Francesco Sgrò - solo Sgrò quando canta - nasce a Lucca nel 1989. Dopo gli anni di studio a Bologna si trasferisce a Milano, dove vive, lavora e suona ancora oggi. “Ho bisogno di guardarmi allo specchio e non trovarmi più” dice, fuggendo da “un’immagine pacifica” di sé. C’è chi l’ha etichettato come indie, “ma è una definizione in cui sono caduto, non ho scelto” dice, e rivendica una musica incentrata sulle emozioni. Rompiamo questa solitudine per farci raccontare il suo progetto.
In che modo ti sei formato musicalmente?
Il primo incontro musicale decisivo è stato con la voce di De Gregori. Mi vergogno a parlare di questo rapporto intimo perché è stato adolescenziale, perciò totalizzante. Purtroppo - ma è un purtroppo che dico a posteriori - la musica nasce come divertimento, perché avevo un'urgenza di pancia. A volte penso che da adolescente avrei dovuto incontrare il rap e l'hip hop, perché ogni volta che sento un disco, una canzone, sento che mi chiama, sento che sarei potuto nascere lì dentro, ci sarei potuto vivere. Ma il rap e l'hip hop da adolescente non sapevo nemmeno cosa fossero, intorno a me nessuno lo ascoltava, in casa mia c'erano solo dischi di cantautori e non avevo internet.

========================================================================

* CONSEGNE DA SVOLGERE
• A. Riporta il passo dell'intervista a Sgrò che comincia con "In che modo" e prosegue fino a "non avevo internet.".
• B. Nell'elenco, riscrivi solo le righe che vanno da quella con "Segment stone cornice from the image above." fino alla fine dell'elenco, sostituendo "Segment" con "Outline" e lasciando invariato tutto il resto.
Il testo e l'elenco non hanno alcun legame tra loro.

* Dati registrati
========================================================================

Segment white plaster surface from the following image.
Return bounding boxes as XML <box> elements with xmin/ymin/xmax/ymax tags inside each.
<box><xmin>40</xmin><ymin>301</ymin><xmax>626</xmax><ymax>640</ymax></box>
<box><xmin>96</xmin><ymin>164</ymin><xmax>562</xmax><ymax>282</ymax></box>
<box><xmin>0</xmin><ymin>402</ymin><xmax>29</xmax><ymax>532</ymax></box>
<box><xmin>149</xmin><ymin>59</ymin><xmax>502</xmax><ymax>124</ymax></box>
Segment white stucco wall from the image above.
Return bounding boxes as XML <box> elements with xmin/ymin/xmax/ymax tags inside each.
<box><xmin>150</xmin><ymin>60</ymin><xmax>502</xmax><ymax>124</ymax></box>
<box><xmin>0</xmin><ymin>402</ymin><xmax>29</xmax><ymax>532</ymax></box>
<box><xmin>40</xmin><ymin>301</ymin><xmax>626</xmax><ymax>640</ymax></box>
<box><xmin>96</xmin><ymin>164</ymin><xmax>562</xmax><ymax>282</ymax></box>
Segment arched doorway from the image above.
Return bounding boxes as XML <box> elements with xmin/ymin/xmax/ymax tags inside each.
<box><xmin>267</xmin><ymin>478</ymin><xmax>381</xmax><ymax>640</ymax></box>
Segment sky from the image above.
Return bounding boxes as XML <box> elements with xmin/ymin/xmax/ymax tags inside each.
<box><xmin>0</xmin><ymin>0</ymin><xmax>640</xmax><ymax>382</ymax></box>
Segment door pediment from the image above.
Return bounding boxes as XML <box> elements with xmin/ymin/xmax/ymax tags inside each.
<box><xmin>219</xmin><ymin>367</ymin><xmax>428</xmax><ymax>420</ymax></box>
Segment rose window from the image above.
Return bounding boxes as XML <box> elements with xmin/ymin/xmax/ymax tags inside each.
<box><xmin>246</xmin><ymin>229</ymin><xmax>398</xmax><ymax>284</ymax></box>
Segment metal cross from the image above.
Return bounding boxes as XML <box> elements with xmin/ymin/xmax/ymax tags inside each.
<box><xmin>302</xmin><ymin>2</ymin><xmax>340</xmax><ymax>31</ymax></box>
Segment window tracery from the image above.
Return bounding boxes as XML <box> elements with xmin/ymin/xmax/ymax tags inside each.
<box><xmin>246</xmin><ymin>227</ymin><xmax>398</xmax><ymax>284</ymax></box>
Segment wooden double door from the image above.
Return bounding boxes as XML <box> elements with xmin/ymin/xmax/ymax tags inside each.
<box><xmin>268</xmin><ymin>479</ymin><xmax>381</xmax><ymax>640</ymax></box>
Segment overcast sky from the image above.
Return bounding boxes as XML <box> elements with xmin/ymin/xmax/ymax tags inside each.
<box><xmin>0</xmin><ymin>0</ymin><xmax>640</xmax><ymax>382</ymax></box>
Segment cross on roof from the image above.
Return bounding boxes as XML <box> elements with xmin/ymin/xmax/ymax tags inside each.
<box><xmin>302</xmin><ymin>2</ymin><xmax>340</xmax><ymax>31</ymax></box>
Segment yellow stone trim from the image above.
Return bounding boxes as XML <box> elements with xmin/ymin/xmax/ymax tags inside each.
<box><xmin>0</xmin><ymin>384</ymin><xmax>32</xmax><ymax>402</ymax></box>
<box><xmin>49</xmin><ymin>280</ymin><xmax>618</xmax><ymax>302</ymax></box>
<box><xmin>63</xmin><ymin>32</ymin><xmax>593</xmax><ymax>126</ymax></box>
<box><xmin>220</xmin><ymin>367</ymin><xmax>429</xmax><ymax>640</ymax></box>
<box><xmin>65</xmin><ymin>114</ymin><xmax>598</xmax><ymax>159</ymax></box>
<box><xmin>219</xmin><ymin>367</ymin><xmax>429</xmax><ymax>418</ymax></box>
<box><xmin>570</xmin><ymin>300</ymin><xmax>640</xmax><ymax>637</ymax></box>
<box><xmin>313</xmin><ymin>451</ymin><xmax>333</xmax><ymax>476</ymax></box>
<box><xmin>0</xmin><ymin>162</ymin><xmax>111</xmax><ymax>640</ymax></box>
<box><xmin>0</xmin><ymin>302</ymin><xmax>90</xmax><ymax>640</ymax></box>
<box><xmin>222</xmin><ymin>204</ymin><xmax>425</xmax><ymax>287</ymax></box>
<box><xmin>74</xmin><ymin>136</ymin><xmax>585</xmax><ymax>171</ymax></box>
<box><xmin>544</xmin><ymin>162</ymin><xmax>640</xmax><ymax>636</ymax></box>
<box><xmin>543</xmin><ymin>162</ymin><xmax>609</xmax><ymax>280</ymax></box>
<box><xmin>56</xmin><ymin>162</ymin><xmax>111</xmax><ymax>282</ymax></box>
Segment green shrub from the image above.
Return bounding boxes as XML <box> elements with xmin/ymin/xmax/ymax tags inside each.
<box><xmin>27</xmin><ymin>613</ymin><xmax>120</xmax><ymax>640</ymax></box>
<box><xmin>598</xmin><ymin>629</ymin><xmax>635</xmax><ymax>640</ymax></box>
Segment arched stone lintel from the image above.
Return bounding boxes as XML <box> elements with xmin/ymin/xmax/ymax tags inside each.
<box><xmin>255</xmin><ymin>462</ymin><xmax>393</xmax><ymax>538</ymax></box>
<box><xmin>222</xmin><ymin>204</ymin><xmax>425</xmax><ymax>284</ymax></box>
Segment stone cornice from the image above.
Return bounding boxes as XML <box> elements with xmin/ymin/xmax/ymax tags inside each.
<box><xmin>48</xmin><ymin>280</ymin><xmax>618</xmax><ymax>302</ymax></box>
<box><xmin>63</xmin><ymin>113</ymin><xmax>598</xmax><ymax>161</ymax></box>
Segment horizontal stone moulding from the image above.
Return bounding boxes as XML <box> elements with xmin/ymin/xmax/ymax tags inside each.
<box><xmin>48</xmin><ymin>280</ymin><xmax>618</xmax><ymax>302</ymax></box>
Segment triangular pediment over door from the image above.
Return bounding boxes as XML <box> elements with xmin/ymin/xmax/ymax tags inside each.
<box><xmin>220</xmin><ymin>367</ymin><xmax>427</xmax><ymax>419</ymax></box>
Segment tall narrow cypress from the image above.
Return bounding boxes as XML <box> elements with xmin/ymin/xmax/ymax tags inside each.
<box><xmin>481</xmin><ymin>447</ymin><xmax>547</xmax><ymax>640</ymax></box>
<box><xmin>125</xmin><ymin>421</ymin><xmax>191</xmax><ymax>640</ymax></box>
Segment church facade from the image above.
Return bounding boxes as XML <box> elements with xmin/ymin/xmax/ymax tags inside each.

========================================================================

* RISPOSTE PER CONSEGNA
• A.
In che modo ti sei formato musicalmente?
Il primo incontro musicale decisivo è stato con la voce di De Gregori. Mi vergogno a parlare di questo rapporto intimo perché è stato adolescenziale, perciò totalizzante. Purtroppo - ma è un purtroppo che dico a posteriori - la musica nasce come divertimento, perché avevo un'urgenza di pancia. A volte penso che da adolescente avrei dovuto incontrare il rap e l'hip hop, perché ogni volta che sento un disco, una canzone, sento che mi chiama, sento che sarei potuto nascere lì dentro, ci sarei potuto vivere. Ma il rap e l'hip hop da adolescente non sapevo nemmeno cosa fossero, intorno a me nessuno lo ascoltava, in casa mia c'erano solo dischi di cantautori e non avevo internet.

• B.
Outline stone cornice from the image above.
Return bounding boxes as XML <box> elements with xmin/ymin/xmax/ymax tags inside each.
<box><xmin>48</xmin><ymin>280</ymin><xmax>618</xmax><ymax>302</ymax></box>
<box><xmin>63</xmin><ymin>113</ymin><xmax>598</xmax><ymax>161</ymax></box>
Outline horizontal stone moulding from the image above.
Return bounding boxes as XML <box> elements with xmin/ymin/xmax/ymax tags inside each.
<box><xmin>48</xmin><ymin>280</ymin><xmax>618</xmax><ymax>302</ymax></box>
Outline triangular pediment over door from the image above.
Return bounding boxes as XML <box> elements with xmin/ymin/xmax/ymax tags inside each.
<box><xmin>220</xmin><ymin>367</ymin><xmax>427</xmax><ymax>419</ymax></box>
Outline tall narrow cypress from the image above.
Return bounding boxes as XML <box> elements with xmin/ymin/xmax/ymax tags inside each.
<box><xmin>481</xmin><ymin>447</ymin><xmax>547</xmax><ymax>640</ymax></box>
<box><xmin>125</xmin><ymin>421</ymin><xmax>191</xmax><ymax>640</ymax></box>
Outline church facade from the image above.
Return bounding boxes as XML <box> elements with xmin/ymin/xmax/ymax tags inside each.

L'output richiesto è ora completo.